- EXERCISE A:
Answer these questions about the GTO forum thread:
(i) What part does 05GTO think the missing brace is?
(ii) How much does the first body shop want to paint the car with the poster's paint?
(iii) How many hours of work before paint does the late-night visitor claim remain?
## START EXTRACTED TEXT
I`m ahead of schedule, the door insides and jams are painted, under the hood, under the trunk, the front two painted parts that go around the grills. Got the doors and fenders on and lined up. But looking at those front grill area parts it looks like I`m missing the brace that holds the hood reliece mechanism. Goes from the center bottom of the core support up to the hood latch. Wonder were a guy could find one of those, and what`s it called? Hood latch brace?


----------



## 05GTO (Oct 6, 2004)

I think that is the horn brace which connects the lower bar on the core support just under the radiator to the upper part of the core support in front of the latch, on the 66 and 67 there is another brace from the horn brace that supports the grill. I've never worked on a 65 but I'll look around. I'm going to the shop tomorrow and I'll post a picture of the 66. Also I'll look in my resto manual for 65. BTW, this isn't a race! LOL


----------



## 05GTO (Oct 6, 2004)

I found a picture of a 65 on ebay showing the horn support;


----------



## Rukee (Feb 8, 2007)

Yep, that brace there in the middle of the core support is the piece I need. I`ll just buy that whole car to get the one piece.  Actually I found horn brace on e-bay I`m going to try to bid on it before it ends tomorrow. I wonder if I can install that brace after the grills and those two front painted panels are in?


----------



## Rukee (Feb 8, 2007)

I scored that brace off e-bay....YEA!! 
I got the hood and trunk back on. I painted the underside of the hood the black you suggested and the edges, and the underside of the trunk and the inside parts of that cowl panel by the windshield the blue color. Putting those componants on myself was a challange.  You can see how well that MSD unit is hidden in the open hood shot. I`m going to try to contact another body shop this morning, one I haven`t called yet to see if they can shoot it for me and for how much.


----------



## Rukee (Feb 8, 2007)

What a bunch of crap! He says it`s still too much work for them to do it all. They want me to do all the finishing work, he recomends a rear quarter put on and I do all the glazzing work, and he wants 15 hundred to squirt it with my paint.  All he has to do it tape it off and paint it and he wants $1,500.00?? :confused


----------



## Showgoat67 (Feb 16, 2005)

Well to just squirt the car if i have to tape it up and shoot it and that is all theni charge $800 plus materials.More if i have to sand and do any minor stuff.


----------



## Rukee (Feb 8, 2007)

What would it take of your actual time if it was all taped up and ready to shoot? 2 hours in the booth? 400 an hour, yea I`d like to make that too.

I just had another guy late last night stop and look at it. He claims there`s about 40hrs worth of work to do yet before paint. He quoted 5-6 grand. I was like WTF?? 5 grand for 40 hours? What makes you think you need a thousand dollars a day to work on my car?? WTF? Just cause it`s a classic GTO they think they can tripple charge?
## END EXTRACTED TEXT
## START INPUT
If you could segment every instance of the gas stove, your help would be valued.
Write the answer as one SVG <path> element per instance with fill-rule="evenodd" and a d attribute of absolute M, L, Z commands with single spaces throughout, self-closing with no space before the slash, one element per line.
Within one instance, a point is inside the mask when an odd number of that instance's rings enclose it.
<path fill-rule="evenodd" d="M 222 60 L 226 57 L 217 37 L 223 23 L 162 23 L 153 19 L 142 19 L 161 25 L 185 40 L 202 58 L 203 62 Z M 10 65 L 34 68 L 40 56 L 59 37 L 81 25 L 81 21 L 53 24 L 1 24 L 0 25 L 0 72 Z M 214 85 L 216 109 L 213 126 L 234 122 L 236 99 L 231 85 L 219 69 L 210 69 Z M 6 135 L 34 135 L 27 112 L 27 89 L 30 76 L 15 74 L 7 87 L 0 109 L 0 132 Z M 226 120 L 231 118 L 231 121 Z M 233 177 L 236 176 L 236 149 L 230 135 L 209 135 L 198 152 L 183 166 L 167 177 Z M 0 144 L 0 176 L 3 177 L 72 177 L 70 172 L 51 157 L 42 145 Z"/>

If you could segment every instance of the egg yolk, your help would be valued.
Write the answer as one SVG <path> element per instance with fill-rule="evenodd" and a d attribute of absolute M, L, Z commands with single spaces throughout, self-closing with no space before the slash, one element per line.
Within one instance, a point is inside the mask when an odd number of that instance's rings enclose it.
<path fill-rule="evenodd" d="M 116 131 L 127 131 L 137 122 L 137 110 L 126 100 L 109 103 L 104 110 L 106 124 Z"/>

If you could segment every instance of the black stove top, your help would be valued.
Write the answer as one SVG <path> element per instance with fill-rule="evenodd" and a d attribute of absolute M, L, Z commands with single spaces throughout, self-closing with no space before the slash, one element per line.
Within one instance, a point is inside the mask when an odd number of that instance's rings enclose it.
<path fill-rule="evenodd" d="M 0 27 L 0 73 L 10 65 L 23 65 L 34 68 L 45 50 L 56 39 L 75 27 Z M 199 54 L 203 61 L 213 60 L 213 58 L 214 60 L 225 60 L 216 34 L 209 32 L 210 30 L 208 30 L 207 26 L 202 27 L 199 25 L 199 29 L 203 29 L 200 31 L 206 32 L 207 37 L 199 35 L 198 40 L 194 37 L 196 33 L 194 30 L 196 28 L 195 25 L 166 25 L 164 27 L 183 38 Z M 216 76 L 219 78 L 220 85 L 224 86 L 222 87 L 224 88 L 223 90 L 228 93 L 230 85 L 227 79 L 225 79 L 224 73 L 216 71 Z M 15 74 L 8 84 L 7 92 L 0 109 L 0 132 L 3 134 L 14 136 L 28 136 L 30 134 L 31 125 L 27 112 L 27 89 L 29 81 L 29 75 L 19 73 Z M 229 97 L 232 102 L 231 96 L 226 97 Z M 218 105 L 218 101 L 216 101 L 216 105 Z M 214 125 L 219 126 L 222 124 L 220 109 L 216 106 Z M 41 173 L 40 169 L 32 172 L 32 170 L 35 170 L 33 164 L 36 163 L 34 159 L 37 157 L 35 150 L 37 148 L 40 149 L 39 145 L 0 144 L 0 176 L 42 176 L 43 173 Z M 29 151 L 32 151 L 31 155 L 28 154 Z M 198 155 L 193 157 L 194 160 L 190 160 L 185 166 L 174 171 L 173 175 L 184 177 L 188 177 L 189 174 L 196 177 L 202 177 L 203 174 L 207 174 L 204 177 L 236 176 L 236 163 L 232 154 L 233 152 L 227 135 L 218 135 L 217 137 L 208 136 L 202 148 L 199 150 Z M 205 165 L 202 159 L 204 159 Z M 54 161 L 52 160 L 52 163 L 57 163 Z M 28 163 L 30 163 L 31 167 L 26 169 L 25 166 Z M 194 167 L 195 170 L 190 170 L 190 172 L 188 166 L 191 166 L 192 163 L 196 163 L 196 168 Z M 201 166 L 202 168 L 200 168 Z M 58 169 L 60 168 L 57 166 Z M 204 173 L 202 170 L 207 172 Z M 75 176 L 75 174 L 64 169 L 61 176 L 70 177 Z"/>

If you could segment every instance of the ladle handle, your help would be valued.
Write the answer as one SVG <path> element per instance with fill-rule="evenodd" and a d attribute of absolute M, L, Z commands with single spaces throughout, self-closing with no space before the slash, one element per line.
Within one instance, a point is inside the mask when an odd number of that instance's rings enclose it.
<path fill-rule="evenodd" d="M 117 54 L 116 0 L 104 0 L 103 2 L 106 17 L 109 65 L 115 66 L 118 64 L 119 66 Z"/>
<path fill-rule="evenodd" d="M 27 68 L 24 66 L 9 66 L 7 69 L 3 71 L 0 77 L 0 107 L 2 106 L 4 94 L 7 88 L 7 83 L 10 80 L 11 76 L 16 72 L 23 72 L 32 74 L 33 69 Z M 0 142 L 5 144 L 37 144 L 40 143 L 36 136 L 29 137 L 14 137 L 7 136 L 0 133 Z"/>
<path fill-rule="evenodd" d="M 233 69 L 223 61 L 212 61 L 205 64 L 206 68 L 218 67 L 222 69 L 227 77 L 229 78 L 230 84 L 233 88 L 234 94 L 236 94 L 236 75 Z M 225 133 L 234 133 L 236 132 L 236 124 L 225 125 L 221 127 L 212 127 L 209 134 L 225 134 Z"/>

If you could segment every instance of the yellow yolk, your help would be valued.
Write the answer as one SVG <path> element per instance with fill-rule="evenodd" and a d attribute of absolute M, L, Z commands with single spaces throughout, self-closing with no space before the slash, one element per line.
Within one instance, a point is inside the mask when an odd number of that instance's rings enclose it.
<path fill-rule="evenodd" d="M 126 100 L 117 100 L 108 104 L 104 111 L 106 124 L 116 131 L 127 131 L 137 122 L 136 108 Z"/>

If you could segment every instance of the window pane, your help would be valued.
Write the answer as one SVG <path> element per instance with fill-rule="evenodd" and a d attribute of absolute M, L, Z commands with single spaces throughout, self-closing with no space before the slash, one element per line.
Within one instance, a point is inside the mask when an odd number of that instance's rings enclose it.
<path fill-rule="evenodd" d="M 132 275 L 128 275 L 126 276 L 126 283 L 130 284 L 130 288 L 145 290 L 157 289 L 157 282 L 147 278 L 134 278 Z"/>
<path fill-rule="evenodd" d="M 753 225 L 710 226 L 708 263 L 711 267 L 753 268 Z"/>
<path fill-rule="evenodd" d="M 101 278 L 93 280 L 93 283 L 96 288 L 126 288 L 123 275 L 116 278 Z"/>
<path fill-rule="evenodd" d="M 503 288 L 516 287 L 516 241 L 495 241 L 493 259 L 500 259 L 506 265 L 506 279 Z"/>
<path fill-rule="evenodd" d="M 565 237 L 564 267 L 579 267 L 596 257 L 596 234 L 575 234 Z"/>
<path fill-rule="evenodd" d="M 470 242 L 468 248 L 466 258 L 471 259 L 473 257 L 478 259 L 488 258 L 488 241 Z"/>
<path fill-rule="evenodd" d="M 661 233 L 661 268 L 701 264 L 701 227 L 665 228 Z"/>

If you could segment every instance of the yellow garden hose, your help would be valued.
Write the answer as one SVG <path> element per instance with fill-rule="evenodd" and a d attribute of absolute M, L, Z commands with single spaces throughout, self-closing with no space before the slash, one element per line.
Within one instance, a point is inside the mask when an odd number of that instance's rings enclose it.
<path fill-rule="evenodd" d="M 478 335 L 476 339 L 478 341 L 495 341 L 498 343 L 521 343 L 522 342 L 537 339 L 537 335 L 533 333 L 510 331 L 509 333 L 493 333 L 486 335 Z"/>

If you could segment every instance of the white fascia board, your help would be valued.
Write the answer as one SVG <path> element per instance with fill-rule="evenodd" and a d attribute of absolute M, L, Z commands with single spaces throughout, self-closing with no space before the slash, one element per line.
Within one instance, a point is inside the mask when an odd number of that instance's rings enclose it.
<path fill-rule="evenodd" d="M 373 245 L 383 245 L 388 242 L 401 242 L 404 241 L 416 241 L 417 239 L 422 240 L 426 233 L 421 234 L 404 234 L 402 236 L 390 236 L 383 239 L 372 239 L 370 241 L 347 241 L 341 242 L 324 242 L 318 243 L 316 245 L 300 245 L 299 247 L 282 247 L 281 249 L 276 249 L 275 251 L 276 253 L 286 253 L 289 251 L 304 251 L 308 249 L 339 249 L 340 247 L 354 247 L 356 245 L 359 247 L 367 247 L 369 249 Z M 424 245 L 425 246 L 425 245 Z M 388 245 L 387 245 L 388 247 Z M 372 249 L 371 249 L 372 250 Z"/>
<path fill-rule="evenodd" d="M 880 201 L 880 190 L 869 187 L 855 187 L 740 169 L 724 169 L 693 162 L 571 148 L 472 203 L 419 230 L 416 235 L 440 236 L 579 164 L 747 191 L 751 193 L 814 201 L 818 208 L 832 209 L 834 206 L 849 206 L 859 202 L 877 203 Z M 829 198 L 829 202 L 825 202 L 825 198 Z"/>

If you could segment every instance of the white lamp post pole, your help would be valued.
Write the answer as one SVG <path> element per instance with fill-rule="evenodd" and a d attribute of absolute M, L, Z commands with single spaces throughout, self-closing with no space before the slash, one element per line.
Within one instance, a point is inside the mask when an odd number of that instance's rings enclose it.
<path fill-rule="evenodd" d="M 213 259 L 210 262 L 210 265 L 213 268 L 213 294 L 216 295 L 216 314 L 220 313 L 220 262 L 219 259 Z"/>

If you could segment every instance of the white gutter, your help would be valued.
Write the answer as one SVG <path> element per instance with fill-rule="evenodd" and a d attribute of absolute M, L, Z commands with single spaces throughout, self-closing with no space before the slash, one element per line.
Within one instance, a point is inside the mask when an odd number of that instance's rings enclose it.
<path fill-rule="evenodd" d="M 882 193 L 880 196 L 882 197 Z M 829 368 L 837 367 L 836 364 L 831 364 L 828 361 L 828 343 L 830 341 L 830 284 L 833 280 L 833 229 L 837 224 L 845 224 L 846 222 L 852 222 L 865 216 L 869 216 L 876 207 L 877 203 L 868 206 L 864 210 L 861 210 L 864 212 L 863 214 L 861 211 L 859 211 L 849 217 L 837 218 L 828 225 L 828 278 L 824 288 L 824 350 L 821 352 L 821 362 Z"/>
## END INPUT
- EXERCISE B:
Convert the stretch of rows from the line containing "If you could segment every instance of the white gutter, your" through the end of the rows into a numbered list, dropping any blank lines.

- WRITTEN REPLY A:
(i) The horn brace.
(ii) $1,500.00.
(iii) About 40 hours.

- WRITTEN REPLY B:
1. If you could segment every instance of the white gutter, your help would be valued.
2. Write the answer as one SVG <path> element per instance with fill-rule="evenodd" and a d attribute of absolute M, L, Z commands with single spaces throughout, self-closing with no space before the slash, one element per line.
3. Within one instance, a point is inside the mask when an odd number of that instance's rings enclose it.
4. <path fill-rule="evenodd" d="M 882 193 L 880 196 L 882 197 Z M 829 368 L 837 367 L 836 364 L 831 364 L 828 361 L 828 343 L 830 341 L 830 284 L 833 280 L 833 229 L 837 224 L 845 224 L 846 222 L 852 222 L 865 216 L 869 216 L 876 207 L 877 203 L 868 206 L 864 210 L 861 210 L 864 212 L 863 214 L 861 211 L 859 211 L 849 217 L 837 218 L 828 225 L 828 278 L 824 288 L 824 350 L 821 352 L 821 362 Z"/>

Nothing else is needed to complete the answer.